======== MATERIAL FOR THIS EXERCISE
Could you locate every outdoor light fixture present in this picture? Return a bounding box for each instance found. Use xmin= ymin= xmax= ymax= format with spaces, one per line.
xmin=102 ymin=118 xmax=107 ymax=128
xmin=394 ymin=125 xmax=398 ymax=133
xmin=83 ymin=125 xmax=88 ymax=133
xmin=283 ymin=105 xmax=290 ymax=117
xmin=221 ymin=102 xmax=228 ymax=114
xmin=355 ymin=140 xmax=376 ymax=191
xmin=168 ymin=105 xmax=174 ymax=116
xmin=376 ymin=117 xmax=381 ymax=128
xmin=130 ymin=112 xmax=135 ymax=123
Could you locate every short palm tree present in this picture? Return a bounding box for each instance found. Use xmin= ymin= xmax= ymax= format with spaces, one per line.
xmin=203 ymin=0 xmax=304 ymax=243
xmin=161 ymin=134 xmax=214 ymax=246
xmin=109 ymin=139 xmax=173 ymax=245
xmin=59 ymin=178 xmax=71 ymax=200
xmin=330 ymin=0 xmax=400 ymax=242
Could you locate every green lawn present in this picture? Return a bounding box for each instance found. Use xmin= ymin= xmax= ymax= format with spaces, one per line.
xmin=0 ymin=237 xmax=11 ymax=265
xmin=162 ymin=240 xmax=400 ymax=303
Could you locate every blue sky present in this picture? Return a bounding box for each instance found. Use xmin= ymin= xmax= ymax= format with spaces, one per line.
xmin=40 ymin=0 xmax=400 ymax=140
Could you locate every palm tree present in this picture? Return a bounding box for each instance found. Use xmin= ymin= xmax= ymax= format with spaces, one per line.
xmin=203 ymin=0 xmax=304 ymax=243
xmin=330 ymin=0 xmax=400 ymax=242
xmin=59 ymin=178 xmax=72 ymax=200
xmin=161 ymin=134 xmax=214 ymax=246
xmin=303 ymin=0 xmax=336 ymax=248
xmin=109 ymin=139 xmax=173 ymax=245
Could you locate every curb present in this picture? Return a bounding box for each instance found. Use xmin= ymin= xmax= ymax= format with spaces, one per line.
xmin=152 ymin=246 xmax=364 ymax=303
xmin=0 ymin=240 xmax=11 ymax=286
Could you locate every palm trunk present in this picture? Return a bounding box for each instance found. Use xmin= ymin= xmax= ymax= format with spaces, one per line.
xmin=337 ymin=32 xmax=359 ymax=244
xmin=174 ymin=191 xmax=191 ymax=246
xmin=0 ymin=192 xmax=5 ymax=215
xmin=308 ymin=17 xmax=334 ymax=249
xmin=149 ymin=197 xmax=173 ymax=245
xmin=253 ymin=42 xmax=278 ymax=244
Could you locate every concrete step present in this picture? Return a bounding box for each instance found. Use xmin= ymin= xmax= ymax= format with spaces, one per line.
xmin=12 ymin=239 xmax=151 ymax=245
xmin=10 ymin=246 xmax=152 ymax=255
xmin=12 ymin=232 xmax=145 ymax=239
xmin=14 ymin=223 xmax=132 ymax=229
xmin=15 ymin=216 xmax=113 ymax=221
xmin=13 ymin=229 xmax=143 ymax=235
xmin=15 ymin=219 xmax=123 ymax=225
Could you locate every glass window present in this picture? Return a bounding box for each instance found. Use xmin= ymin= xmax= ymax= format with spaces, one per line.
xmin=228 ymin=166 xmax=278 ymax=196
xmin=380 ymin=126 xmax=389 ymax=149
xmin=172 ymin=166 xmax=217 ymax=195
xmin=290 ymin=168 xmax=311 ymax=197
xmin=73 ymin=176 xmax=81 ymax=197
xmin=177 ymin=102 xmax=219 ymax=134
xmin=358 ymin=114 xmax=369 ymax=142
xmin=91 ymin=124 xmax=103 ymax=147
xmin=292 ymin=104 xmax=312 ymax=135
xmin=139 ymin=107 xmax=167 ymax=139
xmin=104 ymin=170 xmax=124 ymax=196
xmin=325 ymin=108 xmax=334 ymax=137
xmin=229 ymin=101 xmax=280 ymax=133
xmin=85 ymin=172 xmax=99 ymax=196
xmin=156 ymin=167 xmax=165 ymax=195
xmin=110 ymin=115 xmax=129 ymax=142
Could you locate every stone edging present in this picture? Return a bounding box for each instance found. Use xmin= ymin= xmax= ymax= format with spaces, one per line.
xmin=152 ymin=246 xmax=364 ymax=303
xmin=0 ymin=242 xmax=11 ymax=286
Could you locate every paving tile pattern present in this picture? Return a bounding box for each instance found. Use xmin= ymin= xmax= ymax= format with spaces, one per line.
================
WORK ORDER: Each entry in the listing is to be copied exactly.

PROBLEM SOLUTION:
Could you locate every outdoor light fixture present in this picture? Return a bounding box for each instance found. Use xmin= ymin= xmax= ymax= format with spaces, one per line.
xmin=102 ymin=118 xmax=107 ymax=128
xmin=394 ymin=125 xmax=398 ymax=133
xmin=83 ymin=125 xmax=88 ymax=133
xmin=283 ymin=105 xmax=290 ymax=117
xmin=221 ymin=102 xmax=228 ymax=114
xmin=355 ymin=140 xmax=376 ymax=191
xmin=168 ymin=105 xmax=174 ymax=116
xmin=376 ymin=117 xmax=381 ymax=128
xmin=130 ymin=112 xmax=135 ymax=123
Could you locate every short palm tree present in this picture? Return a bounding box for each instance found. Use xmin= ymin= xmax= ymax= format with spaces, one per line.
xmin=203 ymin=0 xmax=304 ymax=243
xmin=161 ymin=134 xmax=214 ymax=246
xmin=109 ymin=139 xmax=173 ymax=245
xmin=59 ymin=178 xmax=71 ymax=200
xmin=330 ymin=0 xmax=400 ymax=242
Could you locate every green lawn present in this picture? Return a bounding box for each instance found. Use xmin= ymin= xmax= ymax= format with spaces, one per line.
xmin=0 ymin=237 xmax=11 ymax=265
xmin=162 ymin=240 xmax=400 ymax=303
Could you locate every blue sky present in this picture? Return a bounding box for each instance found. Use xmin= ymin= xmax= ymax= format with spaces, one per line.
xmin=40 ymin=0 xmax=400 ymax=140
Could you locate every palm tree present in this picture? Return a bounding box for each instance found. Use xmin= ymin= xmax= ymax= format with spaces, one per line.
xmin=203 ymin=0 xmax=304 ymax=243
xmin=330 ymin=0 xmax=400 ymax=242
xmin=59 ymin=178 xmax=72 ymax=200
xmin=161 ymin=134 xmax=214 ymax=246
xmin=303 ymin=0 xmax=336 ymax=248
xmin=109 ymin=139 xmax=173 ymax=245
Could you locate every curb present in this picture? Return a bounding box for each instance found. Use xmin= ymin= xmax= ymax= format with spaces, one per line.
xmin=152 ymin=246 xmax=364 ymax=303
xmin=0 ymin=240 xmax=11 ymax=286
Could you locate every palm trunk present in this picture? Return a bounding box for each instance found. Use xmin= ymin= xmax= ymax= format with spaces, one per line.
xmin=337 ymin=32 xmax=359 ymax=244
xmin=174 ymin=191 xmax=191 ymax=246
xmin=0 ymin=192 xmax=5 ymax=215
xmin=308 ymin=17 xmax=334 ymax=249
xmin=149 ymin=197 xmax=173 ymax=245
xmin=253 ymin=42 xmax=278 ymax=244
Could you locate every concrete step present in this picture? Return a bounding box for each instance found. Use xmin= ymin= xmax= ymax= format with spaces, one per line.
xmin=12 ymin=239 xmax=151 ymax=245
xmin=10 ymin=246 xmax=152 ymax=255
xmin=12 ymin=232 xmax=145 ymax=239
xmin=14 ymin=223 xmax=132 ymax=229
xmin=15 ymin=216 xmax=113 ymax=221
xmin=13 ymin=229 xmax=143 ymax=235
xmin=15 ymin=219 xmax=123 ymax=225
Could you locate every glass window present in this picture? Return a bounding box for each instance found. Use xmin= ymin= xmax= ymax= format with spaces, one per line.
xmin=228 ymin=166 xmax=278 ymax=196
xmin=380 ymin=126 xmax=389 ymax=149
xmin=172 ymin=166 xmax=217 ymax=195
xmin=290 ymin=168 xmax=311 ymax=197
xmin=73 ymin=176 xmax=81 ymax=197
xmin=177 ymin=102 xmax=219 ymax=134
xmin=358 ymin=114 xmax=369 ymax=142
xmin=91 ymin=124 xmax=103 ymax=147
xmin=292 ymin=104 xmax=312 ymax=135
xmin=139 ymin=107 xmax=167 ymax=139
xmin=104 ymin=170 xmax=124 ymax=196
xmin=325 ymin=108 xmax=334 ymax=137
xmin=229 ymin=101 xmax=280 ymax=133
xmin=85 ymin=172 xmax=99 ymax=196
xmin=156 ymin=167 xmax=165 ymax=195
xmin=110 ymin=115 xmax=129 ymax=142
Could you locate every stone edging present in this picture? Return a bounding box for each instance found. Use xmin= ymin= xmax= ymax= format with spaces, one per line.
xmin=152 ymin=246 xmax=364 ymax=303
xmin=0 ymin=242 xmax=11 ymax=286
Could you locate every paving tile pattern present in this picture? Return a bounding box for each instance found. Use xmin= ymin= xmax= ymax= format with spaces, one per line.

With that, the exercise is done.